-- Records shown follows --

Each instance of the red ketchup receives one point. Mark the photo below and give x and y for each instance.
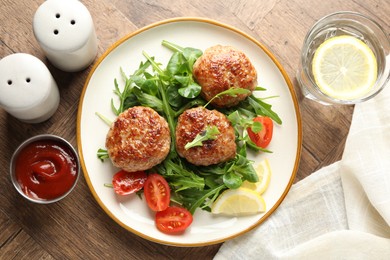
(46, 169)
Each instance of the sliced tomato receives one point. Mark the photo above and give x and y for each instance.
(157, 192)
(173, 219)
(262, 138)
(125, 183)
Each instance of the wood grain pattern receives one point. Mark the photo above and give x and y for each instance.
(77, 228)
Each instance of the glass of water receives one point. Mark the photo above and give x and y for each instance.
(345, 59)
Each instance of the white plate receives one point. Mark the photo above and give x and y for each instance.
(131, 212)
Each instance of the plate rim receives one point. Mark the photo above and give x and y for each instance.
(218, 24)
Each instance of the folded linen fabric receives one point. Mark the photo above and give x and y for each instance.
(342, 211)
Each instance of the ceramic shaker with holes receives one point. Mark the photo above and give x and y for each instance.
(27, 89)
(66, 33)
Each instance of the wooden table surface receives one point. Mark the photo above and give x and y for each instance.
(76, 227)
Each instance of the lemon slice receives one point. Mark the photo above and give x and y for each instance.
(344, 67)
(263, 171)
(238, 202)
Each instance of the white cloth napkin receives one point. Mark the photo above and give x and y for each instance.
(341, 211)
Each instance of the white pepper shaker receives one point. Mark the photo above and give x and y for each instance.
(66, 34)
(28, 91)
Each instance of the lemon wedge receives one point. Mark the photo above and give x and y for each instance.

-- Records shown concluded --

What is being asked:
Start at the line containing "Each instance of the white plate" and transcribe through the end of the entries. Please keep both ends and add nothing.

Written response:
Each instance of the white plate receives one point. Mark the photo above and give x and y for each instance.
(131, 212)
Each instance of the plate rim receives one point. Mark the photo above and give x and y for each instance.
(218, 24)
Each instance of the folded linen fabric receives one point. Mark the photo above and give x and y for each instance.
(342, 211)
Each instance of the ceramic shaker with holes receives one point. Mark the photo above and give x and y for each instance.
(27, 89)
(66, 33)
Each instance of the wooden table surface receives one point. Mark the photo above and give x and y for each instance.
(76, 227)
Each instance of the lemon slice receives one point. Mark the photo above and give x and y for each instance.
(344, 67)
(263, 171)
(238, 202)
Each instance of the white cloth napkin receives one point. Mark the photo above and give x and y for each instance.
(341, 211)
Each instance of the white pepper shaker receives one point. Mark the photo above and give x and y for each instance.
(66, 34)
(28, 91)
Each instance of the lemon wedge receives one point. Mark the photo above and give x and y for each instance.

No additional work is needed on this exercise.